Selected excerpt
Giter Club home page Giter Club logo

genre's Introduction

The GENRE (Generative ENtity REtrieval) system as presented in Autoregressive Entity Retrieval implemented in pytorch.

@inproceedings{decao2020autoregressive,
  title={Autoregressive Entity Retrieval},
  author={Nicola De Cao and Gautier Izacard and Sebastian Riedel and Fabio Petroni},
  booktitle={International Conference on Learning Representations},
  url={https://openreview.net/forum?id=5k8F6UU39V},
  year={2021}
}

The mGENRE system as presented in Multilingual Autoregressive Entity Linking

@inproceedings{decao2020multilingual,
  title={Multilingual Autoregressive Entity Linking}, 
  author={Nicola De Cao and Ledell Wu and Kashyap Popat and Mikel Artetxe and 
          Naman Goyal and Mikhail Plekhanov and Luke Zettlemoyer and 
          Nicola Cancedda and Sebastian Riedel and Fabio Petroni},
  booktitle={arXiv pre-print 2103.12528},
  url={https://arxiv.org/abs/2103.12528},
  year={2021},
}

Please consider citing our works if you use code from this repository.

[Entries from a point-annotation set]

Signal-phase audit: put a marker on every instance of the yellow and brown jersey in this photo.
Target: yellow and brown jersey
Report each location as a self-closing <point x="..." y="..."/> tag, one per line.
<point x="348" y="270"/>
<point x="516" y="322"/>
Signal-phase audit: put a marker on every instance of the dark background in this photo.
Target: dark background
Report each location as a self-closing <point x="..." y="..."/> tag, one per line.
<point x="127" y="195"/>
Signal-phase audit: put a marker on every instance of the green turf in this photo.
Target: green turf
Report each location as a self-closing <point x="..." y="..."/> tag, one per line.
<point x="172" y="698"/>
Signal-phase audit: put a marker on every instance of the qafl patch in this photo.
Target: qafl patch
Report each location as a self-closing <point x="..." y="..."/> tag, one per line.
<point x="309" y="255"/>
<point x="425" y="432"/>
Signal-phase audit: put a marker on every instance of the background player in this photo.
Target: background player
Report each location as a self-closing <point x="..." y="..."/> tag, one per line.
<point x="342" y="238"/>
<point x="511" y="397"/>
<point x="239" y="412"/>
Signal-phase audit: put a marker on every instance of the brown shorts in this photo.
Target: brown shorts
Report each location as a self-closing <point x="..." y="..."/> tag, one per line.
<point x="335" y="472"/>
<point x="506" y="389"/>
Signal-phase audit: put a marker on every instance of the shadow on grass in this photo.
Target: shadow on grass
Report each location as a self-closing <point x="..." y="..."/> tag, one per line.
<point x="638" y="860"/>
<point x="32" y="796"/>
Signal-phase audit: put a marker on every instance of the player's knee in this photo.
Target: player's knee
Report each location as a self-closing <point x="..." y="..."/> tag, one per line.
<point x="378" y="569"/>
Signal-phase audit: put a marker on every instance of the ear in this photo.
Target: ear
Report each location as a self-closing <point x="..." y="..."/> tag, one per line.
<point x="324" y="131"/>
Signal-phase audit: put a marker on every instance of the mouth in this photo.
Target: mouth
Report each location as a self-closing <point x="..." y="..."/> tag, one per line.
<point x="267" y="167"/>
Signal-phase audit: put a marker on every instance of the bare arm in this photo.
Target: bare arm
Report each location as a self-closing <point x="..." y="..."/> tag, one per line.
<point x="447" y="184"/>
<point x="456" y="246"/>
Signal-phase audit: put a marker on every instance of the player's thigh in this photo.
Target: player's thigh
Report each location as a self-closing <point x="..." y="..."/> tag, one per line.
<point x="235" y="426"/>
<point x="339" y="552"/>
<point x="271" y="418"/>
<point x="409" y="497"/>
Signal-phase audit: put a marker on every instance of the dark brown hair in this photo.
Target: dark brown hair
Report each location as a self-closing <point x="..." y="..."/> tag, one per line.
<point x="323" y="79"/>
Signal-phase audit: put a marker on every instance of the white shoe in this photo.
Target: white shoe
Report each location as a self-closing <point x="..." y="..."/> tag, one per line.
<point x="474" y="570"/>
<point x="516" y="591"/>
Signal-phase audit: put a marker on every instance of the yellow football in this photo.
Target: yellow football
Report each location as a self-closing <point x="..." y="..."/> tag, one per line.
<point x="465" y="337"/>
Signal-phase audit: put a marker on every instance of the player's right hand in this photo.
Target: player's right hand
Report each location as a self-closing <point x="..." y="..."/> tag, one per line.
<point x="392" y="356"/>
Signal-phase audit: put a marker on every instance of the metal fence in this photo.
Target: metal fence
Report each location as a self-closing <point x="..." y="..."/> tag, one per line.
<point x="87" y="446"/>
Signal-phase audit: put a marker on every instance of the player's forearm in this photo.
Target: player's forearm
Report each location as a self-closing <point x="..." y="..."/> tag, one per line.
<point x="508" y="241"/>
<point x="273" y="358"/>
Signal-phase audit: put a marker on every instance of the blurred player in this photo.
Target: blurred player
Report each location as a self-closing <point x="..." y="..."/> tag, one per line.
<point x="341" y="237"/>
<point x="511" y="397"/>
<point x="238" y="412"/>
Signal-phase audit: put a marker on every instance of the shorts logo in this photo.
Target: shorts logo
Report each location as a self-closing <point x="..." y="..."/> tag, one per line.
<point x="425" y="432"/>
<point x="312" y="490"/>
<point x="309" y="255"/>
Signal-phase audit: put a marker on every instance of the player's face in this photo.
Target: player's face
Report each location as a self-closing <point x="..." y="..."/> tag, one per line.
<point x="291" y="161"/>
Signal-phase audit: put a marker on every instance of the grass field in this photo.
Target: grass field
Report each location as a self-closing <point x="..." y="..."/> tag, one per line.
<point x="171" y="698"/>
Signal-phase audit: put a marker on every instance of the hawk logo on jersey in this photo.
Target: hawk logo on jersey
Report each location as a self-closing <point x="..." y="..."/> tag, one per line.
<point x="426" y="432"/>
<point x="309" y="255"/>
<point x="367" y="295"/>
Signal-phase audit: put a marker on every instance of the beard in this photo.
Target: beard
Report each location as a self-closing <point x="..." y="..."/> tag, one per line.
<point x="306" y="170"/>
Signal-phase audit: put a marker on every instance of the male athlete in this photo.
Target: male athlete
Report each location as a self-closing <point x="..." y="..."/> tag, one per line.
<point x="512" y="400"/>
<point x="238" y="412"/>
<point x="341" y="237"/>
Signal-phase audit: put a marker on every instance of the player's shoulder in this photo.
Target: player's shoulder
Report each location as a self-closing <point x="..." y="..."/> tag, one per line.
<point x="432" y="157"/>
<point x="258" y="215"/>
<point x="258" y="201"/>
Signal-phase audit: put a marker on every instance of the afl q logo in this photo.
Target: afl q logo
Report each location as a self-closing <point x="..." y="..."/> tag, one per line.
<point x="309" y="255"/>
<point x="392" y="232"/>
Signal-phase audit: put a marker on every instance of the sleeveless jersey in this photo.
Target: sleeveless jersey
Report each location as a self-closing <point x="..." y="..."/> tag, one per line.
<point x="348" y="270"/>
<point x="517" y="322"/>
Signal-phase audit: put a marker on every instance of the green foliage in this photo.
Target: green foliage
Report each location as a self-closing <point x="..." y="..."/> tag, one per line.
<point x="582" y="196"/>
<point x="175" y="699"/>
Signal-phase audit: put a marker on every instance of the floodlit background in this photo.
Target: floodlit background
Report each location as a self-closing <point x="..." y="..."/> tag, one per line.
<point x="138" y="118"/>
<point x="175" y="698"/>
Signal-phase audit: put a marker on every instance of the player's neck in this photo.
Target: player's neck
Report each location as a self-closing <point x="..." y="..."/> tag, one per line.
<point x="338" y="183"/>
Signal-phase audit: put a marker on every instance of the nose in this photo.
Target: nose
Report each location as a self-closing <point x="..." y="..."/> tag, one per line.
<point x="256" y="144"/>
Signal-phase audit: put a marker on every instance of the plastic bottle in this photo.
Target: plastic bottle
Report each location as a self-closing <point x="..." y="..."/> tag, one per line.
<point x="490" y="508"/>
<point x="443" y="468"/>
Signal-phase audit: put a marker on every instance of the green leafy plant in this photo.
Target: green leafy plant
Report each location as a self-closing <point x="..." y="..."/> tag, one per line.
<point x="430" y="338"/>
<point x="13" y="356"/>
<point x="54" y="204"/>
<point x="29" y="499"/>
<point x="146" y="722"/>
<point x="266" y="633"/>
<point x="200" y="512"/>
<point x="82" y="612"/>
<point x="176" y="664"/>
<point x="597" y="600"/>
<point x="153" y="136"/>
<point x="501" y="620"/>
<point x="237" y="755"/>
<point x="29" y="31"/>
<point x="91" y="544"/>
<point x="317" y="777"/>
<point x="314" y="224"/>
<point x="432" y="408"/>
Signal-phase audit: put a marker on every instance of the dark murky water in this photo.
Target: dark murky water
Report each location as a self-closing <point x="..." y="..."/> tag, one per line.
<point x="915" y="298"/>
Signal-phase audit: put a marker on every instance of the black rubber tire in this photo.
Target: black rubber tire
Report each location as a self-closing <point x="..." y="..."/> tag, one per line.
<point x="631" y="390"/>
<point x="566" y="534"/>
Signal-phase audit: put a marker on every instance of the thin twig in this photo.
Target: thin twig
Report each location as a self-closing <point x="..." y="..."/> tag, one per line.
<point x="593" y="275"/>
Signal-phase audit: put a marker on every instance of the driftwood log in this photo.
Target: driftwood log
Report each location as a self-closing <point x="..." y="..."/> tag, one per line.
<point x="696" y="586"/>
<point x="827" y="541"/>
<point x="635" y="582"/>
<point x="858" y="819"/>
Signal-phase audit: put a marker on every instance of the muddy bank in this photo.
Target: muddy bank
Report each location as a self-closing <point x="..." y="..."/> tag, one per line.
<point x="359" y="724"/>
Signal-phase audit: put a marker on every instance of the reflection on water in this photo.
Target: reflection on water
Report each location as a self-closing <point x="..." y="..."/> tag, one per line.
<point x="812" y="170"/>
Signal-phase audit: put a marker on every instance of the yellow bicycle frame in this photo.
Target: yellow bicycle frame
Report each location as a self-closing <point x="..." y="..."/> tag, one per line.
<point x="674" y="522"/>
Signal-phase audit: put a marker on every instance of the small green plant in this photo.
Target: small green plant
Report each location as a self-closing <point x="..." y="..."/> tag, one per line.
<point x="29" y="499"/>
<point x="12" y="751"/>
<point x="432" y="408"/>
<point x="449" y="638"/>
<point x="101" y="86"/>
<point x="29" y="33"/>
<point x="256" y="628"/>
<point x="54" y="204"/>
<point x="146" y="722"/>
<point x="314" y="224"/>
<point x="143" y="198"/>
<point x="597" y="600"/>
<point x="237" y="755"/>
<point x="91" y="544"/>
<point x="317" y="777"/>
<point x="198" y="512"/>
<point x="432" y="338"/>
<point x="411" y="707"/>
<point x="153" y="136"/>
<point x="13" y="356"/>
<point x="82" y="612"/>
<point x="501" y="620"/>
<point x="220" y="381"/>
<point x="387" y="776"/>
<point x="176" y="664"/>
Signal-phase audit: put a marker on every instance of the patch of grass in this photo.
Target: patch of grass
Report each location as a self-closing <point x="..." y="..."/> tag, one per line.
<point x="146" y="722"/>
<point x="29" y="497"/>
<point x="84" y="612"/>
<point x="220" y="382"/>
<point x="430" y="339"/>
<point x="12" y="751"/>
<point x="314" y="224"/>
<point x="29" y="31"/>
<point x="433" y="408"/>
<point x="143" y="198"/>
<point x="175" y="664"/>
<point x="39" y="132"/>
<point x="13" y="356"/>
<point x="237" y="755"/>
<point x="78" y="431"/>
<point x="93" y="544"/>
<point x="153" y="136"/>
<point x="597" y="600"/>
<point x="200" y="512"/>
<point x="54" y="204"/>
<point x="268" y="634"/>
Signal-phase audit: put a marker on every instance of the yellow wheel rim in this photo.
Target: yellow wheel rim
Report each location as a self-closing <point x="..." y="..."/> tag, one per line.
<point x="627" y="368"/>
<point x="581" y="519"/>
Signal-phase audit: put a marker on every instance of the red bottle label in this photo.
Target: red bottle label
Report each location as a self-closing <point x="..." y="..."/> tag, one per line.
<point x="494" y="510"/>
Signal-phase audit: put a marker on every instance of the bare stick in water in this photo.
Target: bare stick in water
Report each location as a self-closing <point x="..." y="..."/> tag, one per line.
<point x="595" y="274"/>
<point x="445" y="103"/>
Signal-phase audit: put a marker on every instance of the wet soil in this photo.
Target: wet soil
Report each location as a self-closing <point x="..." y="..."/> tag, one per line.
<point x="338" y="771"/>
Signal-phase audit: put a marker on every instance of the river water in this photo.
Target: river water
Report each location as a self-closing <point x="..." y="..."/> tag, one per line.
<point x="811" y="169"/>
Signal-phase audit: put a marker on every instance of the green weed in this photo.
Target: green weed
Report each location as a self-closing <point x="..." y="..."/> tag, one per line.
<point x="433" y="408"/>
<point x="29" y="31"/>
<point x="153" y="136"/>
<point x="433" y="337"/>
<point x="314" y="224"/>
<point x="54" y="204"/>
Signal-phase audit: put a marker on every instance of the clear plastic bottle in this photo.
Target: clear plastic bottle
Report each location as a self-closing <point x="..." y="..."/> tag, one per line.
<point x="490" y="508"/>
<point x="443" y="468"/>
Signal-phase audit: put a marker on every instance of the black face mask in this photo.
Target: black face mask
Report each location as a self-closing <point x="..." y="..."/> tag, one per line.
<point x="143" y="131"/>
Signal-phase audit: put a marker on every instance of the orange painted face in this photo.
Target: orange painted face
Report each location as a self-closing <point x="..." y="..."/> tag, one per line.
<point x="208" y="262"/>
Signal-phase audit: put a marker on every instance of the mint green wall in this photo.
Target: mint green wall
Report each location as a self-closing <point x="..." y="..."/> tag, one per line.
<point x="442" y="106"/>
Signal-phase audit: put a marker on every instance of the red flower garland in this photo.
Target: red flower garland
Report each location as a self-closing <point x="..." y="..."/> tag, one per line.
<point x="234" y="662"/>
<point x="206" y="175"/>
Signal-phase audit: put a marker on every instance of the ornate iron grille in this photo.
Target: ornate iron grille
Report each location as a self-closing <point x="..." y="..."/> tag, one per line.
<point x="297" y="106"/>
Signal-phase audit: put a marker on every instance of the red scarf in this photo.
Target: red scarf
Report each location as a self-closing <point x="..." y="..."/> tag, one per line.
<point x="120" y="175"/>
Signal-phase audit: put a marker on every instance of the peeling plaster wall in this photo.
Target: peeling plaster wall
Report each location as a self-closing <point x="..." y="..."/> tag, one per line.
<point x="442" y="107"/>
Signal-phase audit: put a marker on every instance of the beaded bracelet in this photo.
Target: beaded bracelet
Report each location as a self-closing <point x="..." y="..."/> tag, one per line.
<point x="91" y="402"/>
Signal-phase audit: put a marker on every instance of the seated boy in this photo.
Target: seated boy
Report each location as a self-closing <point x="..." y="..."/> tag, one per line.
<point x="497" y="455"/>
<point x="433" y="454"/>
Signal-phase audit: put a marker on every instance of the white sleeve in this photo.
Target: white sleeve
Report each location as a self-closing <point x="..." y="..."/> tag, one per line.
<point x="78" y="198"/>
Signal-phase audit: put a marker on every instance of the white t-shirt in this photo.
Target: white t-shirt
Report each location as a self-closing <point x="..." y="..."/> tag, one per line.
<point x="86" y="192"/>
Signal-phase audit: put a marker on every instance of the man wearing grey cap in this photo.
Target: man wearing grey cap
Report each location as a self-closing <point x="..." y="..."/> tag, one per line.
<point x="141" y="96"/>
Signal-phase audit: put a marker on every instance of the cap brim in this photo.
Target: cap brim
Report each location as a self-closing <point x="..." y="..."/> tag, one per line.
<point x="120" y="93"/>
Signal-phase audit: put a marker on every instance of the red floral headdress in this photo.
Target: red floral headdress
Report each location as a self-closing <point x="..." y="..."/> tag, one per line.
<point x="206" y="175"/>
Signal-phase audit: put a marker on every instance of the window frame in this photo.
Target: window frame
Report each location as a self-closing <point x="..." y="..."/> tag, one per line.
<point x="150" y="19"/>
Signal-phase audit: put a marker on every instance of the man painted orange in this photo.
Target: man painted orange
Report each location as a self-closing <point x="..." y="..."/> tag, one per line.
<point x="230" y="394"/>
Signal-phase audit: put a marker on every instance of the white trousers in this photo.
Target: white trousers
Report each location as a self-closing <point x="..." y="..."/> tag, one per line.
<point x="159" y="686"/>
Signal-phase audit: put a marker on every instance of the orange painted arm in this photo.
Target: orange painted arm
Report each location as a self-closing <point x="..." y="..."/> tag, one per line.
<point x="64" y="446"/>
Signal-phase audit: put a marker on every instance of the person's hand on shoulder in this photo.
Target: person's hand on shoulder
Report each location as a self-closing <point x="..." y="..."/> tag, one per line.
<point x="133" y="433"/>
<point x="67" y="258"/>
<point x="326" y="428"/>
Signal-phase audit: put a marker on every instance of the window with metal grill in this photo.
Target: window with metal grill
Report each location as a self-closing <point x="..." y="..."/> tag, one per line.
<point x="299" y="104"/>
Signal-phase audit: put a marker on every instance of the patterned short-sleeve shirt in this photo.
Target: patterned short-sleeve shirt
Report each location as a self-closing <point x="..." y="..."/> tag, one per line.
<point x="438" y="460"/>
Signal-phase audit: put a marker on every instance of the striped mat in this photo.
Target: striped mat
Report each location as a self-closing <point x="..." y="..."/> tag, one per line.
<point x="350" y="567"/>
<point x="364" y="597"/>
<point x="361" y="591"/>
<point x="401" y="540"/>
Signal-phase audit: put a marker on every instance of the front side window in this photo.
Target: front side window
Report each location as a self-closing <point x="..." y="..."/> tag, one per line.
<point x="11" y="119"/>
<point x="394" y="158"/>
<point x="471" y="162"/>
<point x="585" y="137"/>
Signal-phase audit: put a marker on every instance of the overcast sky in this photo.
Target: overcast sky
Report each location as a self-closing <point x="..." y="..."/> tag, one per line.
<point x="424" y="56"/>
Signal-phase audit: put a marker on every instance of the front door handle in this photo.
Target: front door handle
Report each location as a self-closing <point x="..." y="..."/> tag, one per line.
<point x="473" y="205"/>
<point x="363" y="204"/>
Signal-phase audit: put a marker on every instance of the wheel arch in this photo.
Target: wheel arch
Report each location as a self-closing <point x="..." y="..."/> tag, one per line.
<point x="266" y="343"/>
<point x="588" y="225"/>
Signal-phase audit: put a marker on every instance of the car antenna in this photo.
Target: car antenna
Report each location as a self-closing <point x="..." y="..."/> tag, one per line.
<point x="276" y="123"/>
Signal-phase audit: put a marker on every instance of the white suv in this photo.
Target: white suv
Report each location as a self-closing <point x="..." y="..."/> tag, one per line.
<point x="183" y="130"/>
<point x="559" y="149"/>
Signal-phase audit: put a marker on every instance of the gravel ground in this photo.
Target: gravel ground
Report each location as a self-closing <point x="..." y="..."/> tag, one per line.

Written problem
Write out the part of the GENRE introduction starting at "Giter Club home" and ending at "implemented in pytorch.". The entries have no role in this work.

Response below
Giter Club home page Giter Club logo

genre's Introduction

The GENRE (Generative ENtity REtrieval) system as presented in Autoregressive Entity Retrieval implemented in pytorch.